#### YOUR GOAL:
Below are records; transcribe only the line with "Indicate every instance of the rocky" and those after it, through the last line, without any change.

*** Begin section ***

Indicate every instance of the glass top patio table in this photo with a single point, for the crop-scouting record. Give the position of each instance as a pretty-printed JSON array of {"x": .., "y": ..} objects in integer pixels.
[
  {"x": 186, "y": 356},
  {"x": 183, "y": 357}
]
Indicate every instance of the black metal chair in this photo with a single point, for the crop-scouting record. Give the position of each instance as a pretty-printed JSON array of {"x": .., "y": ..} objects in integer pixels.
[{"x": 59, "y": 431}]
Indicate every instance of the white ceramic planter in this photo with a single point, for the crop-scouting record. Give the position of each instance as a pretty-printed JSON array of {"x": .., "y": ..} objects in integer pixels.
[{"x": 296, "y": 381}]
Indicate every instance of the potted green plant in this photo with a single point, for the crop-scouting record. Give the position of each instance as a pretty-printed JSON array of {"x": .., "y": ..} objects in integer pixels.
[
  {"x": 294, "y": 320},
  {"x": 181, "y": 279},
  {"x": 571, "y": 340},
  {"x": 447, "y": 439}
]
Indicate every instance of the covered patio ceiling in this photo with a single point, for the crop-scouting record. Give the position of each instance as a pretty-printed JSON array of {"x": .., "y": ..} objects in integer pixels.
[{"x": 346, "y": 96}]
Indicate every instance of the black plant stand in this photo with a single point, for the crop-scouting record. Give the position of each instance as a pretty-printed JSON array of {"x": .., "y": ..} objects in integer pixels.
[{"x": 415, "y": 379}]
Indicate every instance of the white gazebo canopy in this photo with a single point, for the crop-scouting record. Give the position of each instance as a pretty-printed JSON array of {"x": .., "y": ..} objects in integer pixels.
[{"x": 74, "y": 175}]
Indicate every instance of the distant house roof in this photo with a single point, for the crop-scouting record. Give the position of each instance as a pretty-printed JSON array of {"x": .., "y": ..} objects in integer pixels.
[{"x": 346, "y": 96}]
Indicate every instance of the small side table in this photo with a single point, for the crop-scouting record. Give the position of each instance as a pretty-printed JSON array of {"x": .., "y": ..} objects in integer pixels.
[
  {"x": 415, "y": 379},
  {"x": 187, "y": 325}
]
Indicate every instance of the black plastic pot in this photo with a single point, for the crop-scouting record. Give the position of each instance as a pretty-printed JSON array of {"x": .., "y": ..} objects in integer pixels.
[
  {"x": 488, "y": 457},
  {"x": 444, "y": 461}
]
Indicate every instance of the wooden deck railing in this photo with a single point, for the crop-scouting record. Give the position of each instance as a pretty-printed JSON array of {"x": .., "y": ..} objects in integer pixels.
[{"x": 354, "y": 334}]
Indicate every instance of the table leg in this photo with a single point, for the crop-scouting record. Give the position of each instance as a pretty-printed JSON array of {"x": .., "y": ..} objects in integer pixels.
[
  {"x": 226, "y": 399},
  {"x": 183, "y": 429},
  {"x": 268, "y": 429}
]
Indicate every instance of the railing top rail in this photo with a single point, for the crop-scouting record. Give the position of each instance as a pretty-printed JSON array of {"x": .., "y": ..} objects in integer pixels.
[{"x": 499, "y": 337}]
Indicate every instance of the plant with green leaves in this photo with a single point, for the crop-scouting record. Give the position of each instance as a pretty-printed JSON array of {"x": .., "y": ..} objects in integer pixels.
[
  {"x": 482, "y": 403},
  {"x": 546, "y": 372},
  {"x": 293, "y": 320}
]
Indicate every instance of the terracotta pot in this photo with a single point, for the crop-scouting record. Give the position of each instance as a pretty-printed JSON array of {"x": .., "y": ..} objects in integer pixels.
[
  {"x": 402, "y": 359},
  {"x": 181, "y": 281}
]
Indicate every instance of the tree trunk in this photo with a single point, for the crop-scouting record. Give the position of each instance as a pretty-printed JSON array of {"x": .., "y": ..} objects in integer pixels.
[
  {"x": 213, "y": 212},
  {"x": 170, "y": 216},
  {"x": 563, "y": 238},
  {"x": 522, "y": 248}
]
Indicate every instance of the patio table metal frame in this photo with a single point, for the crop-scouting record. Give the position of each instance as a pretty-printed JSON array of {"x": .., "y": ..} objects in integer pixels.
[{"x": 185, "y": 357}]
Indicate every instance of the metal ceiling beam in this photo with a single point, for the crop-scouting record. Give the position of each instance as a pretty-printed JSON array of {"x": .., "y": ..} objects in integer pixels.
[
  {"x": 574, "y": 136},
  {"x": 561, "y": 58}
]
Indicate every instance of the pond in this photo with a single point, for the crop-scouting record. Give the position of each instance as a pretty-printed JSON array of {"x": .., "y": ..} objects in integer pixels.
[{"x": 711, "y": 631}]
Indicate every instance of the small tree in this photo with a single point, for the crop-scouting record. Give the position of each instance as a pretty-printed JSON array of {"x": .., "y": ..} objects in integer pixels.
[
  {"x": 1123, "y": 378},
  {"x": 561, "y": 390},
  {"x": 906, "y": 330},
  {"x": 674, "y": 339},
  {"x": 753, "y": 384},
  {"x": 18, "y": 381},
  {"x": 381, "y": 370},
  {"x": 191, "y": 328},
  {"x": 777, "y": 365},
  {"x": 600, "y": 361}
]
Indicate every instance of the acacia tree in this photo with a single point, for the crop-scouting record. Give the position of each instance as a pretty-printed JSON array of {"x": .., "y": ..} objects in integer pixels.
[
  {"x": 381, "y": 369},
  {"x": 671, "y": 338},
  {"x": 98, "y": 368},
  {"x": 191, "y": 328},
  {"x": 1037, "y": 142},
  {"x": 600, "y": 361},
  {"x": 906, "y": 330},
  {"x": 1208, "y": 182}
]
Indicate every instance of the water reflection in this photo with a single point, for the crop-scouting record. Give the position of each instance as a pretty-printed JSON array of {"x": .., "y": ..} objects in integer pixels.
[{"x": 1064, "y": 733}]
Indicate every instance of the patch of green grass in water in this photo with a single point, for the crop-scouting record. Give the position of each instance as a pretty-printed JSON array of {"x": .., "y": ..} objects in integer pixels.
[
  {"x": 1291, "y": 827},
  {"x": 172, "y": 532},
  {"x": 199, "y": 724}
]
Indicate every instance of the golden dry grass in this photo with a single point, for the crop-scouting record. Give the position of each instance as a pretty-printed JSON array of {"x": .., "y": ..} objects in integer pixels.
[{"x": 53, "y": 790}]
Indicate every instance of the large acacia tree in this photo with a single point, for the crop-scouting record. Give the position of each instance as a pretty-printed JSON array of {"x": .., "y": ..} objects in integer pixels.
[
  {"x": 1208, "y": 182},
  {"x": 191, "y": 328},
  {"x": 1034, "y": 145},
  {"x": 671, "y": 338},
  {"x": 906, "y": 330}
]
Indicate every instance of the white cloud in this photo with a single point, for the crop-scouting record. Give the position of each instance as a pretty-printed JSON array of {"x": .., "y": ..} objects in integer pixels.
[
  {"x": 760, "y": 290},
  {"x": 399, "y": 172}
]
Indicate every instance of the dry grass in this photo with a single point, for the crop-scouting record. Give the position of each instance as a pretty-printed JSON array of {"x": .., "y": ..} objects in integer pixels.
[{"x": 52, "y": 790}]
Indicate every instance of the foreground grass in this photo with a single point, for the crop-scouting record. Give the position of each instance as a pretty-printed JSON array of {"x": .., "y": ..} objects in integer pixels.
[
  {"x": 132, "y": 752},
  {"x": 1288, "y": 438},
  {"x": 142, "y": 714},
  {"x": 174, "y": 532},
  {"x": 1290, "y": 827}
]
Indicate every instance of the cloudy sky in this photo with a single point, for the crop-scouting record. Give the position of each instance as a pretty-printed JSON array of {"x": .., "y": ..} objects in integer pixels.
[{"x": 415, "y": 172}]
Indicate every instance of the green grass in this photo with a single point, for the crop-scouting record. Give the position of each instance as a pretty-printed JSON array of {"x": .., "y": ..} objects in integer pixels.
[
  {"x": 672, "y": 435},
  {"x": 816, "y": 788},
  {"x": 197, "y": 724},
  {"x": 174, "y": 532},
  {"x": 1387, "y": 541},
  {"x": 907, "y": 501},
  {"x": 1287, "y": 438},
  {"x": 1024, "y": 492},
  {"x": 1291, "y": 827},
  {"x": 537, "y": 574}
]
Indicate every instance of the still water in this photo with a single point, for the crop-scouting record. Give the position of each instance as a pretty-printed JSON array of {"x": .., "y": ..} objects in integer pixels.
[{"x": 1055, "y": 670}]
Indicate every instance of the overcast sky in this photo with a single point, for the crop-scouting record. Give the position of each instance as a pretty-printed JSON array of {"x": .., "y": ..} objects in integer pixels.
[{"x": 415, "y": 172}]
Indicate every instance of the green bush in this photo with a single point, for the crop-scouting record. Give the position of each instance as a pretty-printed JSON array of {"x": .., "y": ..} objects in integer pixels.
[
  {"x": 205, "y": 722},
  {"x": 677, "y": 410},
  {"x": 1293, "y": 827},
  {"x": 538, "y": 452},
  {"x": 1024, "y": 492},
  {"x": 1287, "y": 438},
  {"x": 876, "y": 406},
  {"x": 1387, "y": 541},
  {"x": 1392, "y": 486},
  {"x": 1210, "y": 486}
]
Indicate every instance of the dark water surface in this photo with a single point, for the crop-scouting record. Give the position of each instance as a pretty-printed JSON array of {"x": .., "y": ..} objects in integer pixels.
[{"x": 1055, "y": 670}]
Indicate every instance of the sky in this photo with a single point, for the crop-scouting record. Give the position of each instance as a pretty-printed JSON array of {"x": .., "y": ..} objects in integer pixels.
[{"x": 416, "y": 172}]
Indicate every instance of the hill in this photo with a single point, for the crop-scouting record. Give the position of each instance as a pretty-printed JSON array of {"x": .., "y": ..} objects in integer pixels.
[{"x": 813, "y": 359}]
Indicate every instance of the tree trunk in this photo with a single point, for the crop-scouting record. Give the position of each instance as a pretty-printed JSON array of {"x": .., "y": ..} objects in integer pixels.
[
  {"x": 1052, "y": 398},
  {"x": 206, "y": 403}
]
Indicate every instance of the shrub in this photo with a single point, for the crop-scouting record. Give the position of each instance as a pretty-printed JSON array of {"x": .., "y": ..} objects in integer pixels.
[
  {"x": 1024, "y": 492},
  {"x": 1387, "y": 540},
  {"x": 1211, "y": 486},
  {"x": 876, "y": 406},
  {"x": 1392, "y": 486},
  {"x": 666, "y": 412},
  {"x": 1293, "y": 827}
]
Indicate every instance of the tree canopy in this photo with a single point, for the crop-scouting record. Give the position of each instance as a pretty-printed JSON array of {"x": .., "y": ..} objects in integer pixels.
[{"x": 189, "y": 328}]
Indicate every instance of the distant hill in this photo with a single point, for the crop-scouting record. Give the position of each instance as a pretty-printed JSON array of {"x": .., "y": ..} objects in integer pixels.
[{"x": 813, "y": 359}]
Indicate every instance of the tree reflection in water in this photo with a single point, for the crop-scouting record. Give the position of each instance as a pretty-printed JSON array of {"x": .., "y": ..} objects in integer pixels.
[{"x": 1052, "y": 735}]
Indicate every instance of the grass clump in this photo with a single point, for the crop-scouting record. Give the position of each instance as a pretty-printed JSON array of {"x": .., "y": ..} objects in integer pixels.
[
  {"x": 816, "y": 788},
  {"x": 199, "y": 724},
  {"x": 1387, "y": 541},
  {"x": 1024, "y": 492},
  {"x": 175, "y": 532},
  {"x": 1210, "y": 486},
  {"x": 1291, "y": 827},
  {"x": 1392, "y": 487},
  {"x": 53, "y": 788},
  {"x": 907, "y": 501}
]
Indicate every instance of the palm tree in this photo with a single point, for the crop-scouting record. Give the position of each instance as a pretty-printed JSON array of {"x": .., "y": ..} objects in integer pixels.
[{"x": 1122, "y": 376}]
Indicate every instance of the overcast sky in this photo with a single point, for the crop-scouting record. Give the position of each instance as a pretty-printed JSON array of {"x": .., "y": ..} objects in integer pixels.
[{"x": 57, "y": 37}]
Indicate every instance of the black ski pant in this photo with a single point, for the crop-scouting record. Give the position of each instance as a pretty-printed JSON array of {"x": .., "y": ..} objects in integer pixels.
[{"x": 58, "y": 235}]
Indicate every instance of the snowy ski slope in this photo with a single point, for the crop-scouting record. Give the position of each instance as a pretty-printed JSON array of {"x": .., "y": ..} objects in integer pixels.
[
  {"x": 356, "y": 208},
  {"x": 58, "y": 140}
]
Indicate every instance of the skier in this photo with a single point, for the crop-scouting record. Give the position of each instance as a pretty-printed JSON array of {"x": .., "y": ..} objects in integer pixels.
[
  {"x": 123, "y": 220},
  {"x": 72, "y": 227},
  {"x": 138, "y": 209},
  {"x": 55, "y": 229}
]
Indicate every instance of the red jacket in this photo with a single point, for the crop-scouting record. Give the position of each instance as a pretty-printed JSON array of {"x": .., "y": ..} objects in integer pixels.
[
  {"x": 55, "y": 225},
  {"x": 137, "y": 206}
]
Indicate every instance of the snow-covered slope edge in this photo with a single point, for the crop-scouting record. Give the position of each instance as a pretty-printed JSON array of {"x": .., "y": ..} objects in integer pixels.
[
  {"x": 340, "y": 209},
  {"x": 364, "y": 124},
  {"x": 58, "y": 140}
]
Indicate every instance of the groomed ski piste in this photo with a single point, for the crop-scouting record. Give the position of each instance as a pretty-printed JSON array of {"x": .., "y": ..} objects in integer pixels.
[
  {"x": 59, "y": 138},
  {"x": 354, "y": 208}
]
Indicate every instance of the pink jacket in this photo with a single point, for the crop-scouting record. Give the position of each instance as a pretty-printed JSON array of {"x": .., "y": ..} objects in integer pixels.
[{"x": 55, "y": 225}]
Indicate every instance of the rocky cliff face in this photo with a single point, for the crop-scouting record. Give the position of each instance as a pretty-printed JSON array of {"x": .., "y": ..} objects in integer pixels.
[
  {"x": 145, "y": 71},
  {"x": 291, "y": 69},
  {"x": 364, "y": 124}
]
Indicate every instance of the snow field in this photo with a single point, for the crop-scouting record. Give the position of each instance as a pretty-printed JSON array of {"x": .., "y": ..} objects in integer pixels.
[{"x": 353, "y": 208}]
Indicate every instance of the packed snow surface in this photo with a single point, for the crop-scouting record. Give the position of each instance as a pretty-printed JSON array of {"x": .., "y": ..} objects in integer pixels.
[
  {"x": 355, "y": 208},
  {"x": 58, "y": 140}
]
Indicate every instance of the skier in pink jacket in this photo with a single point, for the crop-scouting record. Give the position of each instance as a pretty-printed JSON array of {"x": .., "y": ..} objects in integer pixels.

*** End section ***

#### TASK OUTPUT:
Indicate every instance of the rocky cliff face in this photo with a single point, for the crop-scouting record. Give the position of each instance as a pretty-printed JSON array of {"x": .., "y": ..} objects in integer pixels.
[
  {"x": 145, "y": 71},
  {"x": 291, "y": 69},
  {"x": 364, "y": 124}
]
Indicate every instance of the snow field in this photo with a single point, for the crop-scouting record. Give the position of each instance as a pretty-printed JSON array of {"x": .., "y": ..} objects in integer pixels.
[{"x": 353, "y": 208}]
Indicate every instance of the packed snow surface in this photo with a single point, for the crop-scouting record. Give the position of each instance as a pretty-printed JSON array of {"x": .., "y": ..} objects in integer pixels.
[
  {"x": 355, "y": 208},
  {"x": 58, "y": 140}
]
Indicate every instance of the skier in pink jacket in this photo with a single point, for the crop-scouting record. Give the position of each instance as a pretty-printed JSON array of {"x": .., "y": ..} objects in integer pixels.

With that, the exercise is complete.